Comment on Laiteerapong et al. The Legacy Effect in Type 2 Diabetes: Impact of Early Glycemic Control on Future Complications (The Diabetes & Aging Study). Diabetes Care 2019;42: 416–426

We read with interest the article from Laiteerapong et al. (1) about the effect of early glycemic control on micro- and macrovascular complications and mortality in individuals with newly diagnosed type 2 diabetes. However, we have major concerns regarding their study.

First, we are concerned about the use of conditioning on the future when selecting the study sample, i.e., those still alive 10 years after diagnosis, while including this period in the follow-up time. The authors cautiously mentioned this as a limitation (lack of generalizability); however, we think that conditioning on the future makes the mortality figures erroneous and the interpretation of the complication results problematic with substantially limited clinical utility. The authors fitted a total number of seven Cox regression models for each outcome, with increasing duration of exposure (from 0–1 to 0–7 years), to investigate whether the legacy effect depends on the exposure period. They report an increasing effect size with longer exposure to HbA_1c ≥8% (64 mmol/mol) on microvascular complications and mortality. As the sequence of models includes successively shorter time spans where deaths and follow-up prior to death have been removed, it is not surprising to see increasing effects on complications of variables that are known to influence mortality—the earliest follow-up will be most biased to the null. Furthermore, the authors analyzed each individual up to seven times using duplication of data. The same person enters in models with different baseline hazards for the same outcome. Comparison of hazard ratios from such models based on overlapping samples lacks quantified evidence from formal statistical testing, which calls for caution when drawing conclusions.

DATA FOR REVIEW:
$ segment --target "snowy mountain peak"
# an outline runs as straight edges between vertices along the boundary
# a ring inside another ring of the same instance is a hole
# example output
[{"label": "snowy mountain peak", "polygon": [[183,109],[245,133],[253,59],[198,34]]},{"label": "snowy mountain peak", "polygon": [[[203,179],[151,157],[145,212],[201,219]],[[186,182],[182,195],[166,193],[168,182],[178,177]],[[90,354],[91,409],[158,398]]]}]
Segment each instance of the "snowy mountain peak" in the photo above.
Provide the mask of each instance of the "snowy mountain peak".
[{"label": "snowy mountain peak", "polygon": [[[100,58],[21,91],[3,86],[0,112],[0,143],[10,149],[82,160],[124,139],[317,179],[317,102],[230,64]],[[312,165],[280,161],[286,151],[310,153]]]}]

WORK REQUEST:
According to the comment on the diabetes legacy-effect study, how many Cox regression models did the authors fit for each outcome? The entries have no part in this.

SOLVED PROBLEM:
Seven.